- Film poster
- Directed by: Harry Basil
- Written by: Brett Hudson Burt Kearns Albert S. Ruddy
- Produced by: Burt Kearns Andre Morgan Albert S. Ruddy
- Starring: Burt Reynolds; D.L. Hughley; Paul Rodriguez; Angie Everhart;
- Cinematography: Michael Goi
- Edited by: Rick Tuber
- Music by: Eric Amdahl
- Production companies: Frozen Pictures The Ruddy Morgan Organization
- Distributed by: 20th Century Fox Home Entertainment
- Release date: January 3, 2006;
- Running time: 93 minutes
- Country: United States
- Language: English

= Cloud 9 (2006 film) =

2006 film by Harry Basil

Cloud 9 is a 2006 American direct-to-DVD sports comedy film starring Burt Reynolds that was written and produced by Brett Hudson, Burt Kearns and Albert S. Ruddy. It was the last comedy in which Reynolds reprised and updated his role as the charming rascal made legendary in films like The Longest Yard and Smokey and the Bandit.

WHAT TO PRODUCE —
Update the Cloud 9 film article from "2006 film by" through "and the Bandit.", and write out that span again with "direct-to-DVD" changed to "straight-to-video".

Entries from a pointing dataset —
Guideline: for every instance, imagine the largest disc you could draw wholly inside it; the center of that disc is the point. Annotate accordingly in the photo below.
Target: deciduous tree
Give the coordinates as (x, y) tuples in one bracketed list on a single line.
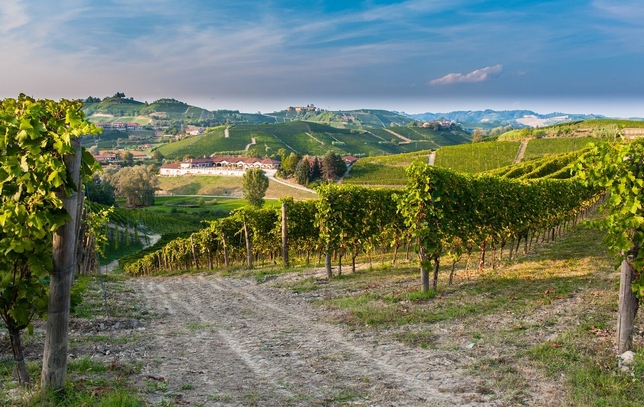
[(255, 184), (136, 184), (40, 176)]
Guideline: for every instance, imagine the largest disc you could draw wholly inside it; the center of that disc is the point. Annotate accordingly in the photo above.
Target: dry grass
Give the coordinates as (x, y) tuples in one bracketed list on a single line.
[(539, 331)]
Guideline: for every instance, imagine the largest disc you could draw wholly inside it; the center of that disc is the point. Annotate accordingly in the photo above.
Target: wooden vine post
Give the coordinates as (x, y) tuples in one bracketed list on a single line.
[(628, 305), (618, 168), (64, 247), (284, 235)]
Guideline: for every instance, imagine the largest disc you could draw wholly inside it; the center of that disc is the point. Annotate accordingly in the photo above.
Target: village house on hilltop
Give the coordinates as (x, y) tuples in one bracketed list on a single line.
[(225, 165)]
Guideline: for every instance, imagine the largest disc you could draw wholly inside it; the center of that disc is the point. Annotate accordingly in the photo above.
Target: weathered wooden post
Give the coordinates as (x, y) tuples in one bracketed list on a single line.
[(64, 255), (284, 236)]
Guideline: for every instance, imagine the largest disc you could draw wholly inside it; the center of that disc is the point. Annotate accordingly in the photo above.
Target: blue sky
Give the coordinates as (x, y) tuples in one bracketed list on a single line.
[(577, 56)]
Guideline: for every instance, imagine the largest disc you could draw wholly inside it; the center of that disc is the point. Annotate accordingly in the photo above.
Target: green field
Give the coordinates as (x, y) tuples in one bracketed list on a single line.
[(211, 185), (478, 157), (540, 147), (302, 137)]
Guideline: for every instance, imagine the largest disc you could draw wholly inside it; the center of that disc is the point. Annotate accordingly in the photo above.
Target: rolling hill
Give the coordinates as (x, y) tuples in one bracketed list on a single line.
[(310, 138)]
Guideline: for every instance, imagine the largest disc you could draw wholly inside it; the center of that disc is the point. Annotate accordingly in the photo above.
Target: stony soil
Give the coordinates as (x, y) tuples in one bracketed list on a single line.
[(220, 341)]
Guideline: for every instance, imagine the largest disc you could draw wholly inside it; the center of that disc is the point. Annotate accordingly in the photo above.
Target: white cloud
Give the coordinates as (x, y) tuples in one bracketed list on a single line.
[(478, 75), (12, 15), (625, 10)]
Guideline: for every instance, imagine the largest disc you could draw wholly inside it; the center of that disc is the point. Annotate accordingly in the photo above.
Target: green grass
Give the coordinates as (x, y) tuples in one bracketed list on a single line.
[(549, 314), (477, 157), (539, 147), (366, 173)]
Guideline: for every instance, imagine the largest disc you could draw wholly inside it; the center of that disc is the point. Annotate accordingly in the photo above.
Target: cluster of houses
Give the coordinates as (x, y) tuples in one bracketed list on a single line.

THE ANSWER —
2006 film by Harry Basil

Cloud 9 is a 2006 American straight-to-video sports comedy film starring Burt Reynolds that was written and produced by Brett Hudson, Burt Kearns and Albert S. Ruddy. It was the last comedy in which Reynolds reprised and updated his role as the charming rascal made legendary in films like The Longest Yard and Smokey and the Bandit.